To-do list>
[1] Summarize the logger sink text in two sentences.
[2] Resume the logger sink text, starting right after its final sentence.

2013-11-25 15:33:20,862 ---- Event: { headers:{} body: 54 68 69 73 20 69 73 20 46 69 72 73
74 20 45 76 **This is First Ev** }
2013-11-25 15:33:20,862 ---- Events processed = 1
Note: I'd tried with most of the channel parameters but didn't help.

Your output is working as expected as the default logger sink will truncate the body content to 16 bytes. I don't believe you can override this behavior without creating your own custom LoggerSink as the current LoggerSink does not have any configuration parameters. I modified the existing LoggerSink below and named it AdvancedLoggerSink (a bit of a misnomer as it's not all that advanced).
The advanced logger sink adds a configuration parameter called maxBytes which you can use to set how much of your log message gets output. The default is still 16 bytes but you can now overwrite this with whatever you want. If you set it to 0 then it will print the entire log message.

Records shown>
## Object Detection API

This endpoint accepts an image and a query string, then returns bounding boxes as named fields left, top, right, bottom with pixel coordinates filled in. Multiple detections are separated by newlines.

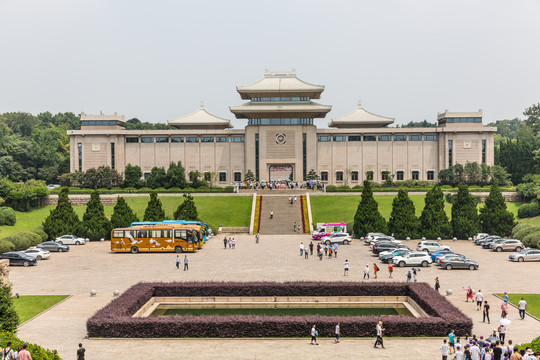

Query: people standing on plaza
left=373, top=321, right=384, bottom=349
left=518, top=298, right=527, bottom=320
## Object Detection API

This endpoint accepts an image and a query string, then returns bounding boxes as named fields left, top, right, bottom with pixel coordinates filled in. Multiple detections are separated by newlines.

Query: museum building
left=68, top=70, right=497, bottom=186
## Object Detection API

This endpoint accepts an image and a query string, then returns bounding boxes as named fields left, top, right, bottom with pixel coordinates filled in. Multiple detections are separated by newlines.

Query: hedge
left=86, top=282, right=472, bottom=338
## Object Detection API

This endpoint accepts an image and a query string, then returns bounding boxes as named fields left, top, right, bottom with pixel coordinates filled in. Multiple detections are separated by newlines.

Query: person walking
left=373, top=321, right=384, bottom=349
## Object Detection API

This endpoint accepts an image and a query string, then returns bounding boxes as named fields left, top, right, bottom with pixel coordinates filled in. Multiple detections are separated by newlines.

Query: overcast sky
left=0, top=0, right=540, bottom=127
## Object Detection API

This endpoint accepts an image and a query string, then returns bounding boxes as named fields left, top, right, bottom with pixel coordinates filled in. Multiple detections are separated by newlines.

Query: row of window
left=321, top=170, right=435, bottom=182
left=317, top=135, right=437, bottom=142
left=126, top=135, right=244, bottom=143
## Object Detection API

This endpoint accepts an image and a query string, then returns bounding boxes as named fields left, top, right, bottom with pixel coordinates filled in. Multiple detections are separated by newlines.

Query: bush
left=0, top=206, right=17, bottom=226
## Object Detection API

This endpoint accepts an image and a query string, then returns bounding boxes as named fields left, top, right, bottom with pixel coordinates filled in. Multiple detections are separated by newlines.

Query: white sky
left=0, top=0, right=540, bottom=127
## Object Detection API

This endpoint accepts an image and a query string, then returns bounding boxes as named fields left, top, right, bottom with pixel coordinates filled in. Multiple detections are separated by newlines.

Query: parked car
left=508, top=249, right=540, bottom=262
left=23, top=247, right=51, bottom=260
left=491, top=239, right=525, bottom=252
left=36, top=241, right=69, bottom=252
left=0, top=251, right=37, bottom=267
left=392, top=251, right=432, bottom=267
left=321, top=233, right=351, bottom=245
left=416, top=240, right=450, bottom=253
left=56, top=235, right=88, bottom=245
left=441, top=257, right=480, bottom=270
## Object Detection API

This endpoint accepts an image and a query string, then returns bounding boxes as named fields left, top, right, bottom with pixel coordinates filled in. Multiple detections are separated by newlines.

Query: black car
left=37, top=241, right=69, bottom=252
left=0, top=251, right=37, bottom=266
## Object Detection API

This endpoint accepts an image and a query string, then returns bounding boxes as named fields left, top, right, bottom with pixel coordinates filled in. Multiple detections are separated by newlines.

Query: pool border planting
left=86, top=282, right=472, bottom=338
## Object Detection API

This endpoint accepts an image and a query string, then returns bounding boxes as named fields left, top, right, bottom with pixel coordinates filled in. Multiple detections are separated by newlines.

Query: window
left=366, top=171, right=373, bottom=181
left=317, top=135, right=330, bottom=142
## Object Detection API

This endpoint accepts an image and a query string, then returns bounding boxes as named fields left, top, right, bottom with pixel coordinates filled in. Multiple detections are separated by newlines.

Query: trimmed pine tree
left=480, top=180, right=517, bottom=236
left=143, top=191, right=165, bottom=221
left=418, top=186, right=452, bottom=240
left=111, top=196, right=139, bottom=229
left=80, top=190, right=112, bottom=241
left=451, top=184, right=480, bottom=239
left=173, top=193, right=199, bottom=220
left=354, top=180, right=387, bottom=237
left=388, top=189, right=420, bottom=239
left=43, top=188, right=80, bottom=240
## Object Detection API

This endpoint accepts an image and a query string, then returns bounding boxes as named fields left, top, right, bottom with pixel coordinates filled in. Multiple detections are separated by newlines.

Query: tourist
left=476, top=290, right=484, bottom=311
left=373, top=321, right=384, bottom=349
left=518, top=298, right=527, bottom=320
left=311, top=325, right=319, bottom=345
left=77, top=343, right=86, bottom=360
left=482, top=300, right=491, bottom=324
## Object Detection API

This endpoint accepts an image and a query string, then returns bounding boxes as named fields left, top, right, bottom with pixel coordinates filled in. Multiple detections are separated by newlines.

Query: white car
left=56, top=235, right=88, bottom=245
left=23, top=247, right=51, bottom=260
left=416, top=240, right=450, bottom=253
left=392, top=251, right=432, bottom=267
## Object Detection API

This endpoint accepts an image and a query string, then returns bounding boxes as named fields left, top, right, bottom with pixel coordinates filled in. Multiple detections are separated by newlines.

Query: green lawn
left=0, top=196, right=252, bottom=238
left=13, top=295, right=68, bottom=324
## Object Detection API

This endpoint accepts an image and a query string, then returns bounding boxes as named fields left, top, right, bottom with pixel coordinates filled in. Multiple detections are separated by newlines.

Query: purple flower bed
left=86, top=282, right=472, bottom=338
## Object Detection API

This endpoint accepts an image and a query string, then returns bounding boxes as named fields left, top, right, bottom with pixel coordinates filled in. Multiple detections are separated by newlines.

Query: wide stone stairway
left=259, top=194, right=303, bottom=235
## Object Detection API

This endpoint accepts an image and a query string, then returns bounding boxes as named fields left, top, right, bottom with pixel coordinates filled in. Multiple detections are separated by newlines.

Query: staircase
left=259, top=194, right=303, bottom=235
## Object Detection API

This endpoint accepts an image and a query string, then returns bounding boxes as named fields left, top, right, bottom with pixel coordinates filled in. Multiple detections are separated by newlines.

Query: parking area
left=10, top=235, right=540, bottom=359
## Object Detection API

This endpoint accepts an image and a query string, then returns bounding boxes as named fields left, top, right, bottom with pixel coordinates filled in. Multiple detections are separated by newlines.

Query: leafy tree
left=43, top=188, right=80, bottom=239
left=111, top=196, right=139, bottom=229
left=480, top=182, right=517, bottom=236
left=419, top=186, right=452, bottom=240
left=354, top=180, right=387, bottom=237
left=174, top=193, right=199, bottom=220
left=80, top=190, right=112, bottom=241
left=451, top=184, right=480, bottom=239
left=143, top=191, right=165, bottom=221
left=0, top=283, right=19, bottom=332
left=388, top=189, right=420, bottom=239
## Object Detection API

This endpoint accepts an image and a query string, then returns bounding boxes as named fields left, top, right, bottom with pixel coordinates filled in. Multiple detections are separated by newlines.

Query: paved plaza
left=10, top=235, right=540, bottom=360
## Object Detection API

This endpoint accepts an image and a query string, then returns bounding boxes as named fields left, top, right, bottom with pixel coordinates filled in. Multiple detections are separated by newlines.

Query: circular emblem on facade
left=276, top=134, right=287, bottom=145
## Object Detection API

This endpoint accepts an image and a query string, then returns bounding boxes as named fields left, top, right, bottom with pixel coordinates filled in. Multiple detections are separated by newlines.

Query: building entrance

Task-by-task answers>
[1] The default logger sink cuts the event body to 16 bytes and has no configuration parameters, so the shortened output is expected and can only be changed with a custom sink. A modified version called AdvancedLoggerSink adds a maxBytes parameter that still defaults to 16 bytes but can be set to any value, with 0 printing the whole message.

[2]
To get this working you need to download the flume binaries and then create a JAR file with the AdvancedLoggerSink class in it. You'll need to include the following flume jars which are located in the lib directory of the flume binary download when you compile and create your jar file:
flume-ng-configuration-1.4.0.jar
flume-ng-core-1.4.0.jar
flume-ng-sdk-1.4.0.jar
slf4j-api-1.6.1.jar
Assuming you create a jar file called advancedLoggerSink.jar you would then place that into your flume plugin directory inside a directory called lib. The plugins directory defaults to $FLUME_HOME/plugins.d but you can create it anywhere. Your directory structure should looks like this:
plugins.d/advanced-logger-sink/lib/advancedLoggerSink.jar
(Make sure you put the jar inside a directory called 'lib'. See the flume user guide for more info on the plugin directory layout http://flume.apache.org/FlumeUserGuide.html)
To run the flume agent use the following command:
flume-ng agent --plugins-path /path/to/your/plugins.d --conf /conf/directory --conf-file /conf/logger.flume --name a1 -Dflume.root.logger=INFO,console
Notice how I specified the plugins-path (the path where the plugins.d directory exists). Flume will automatically load the advancedLoggerSink inside the plugins.d directory.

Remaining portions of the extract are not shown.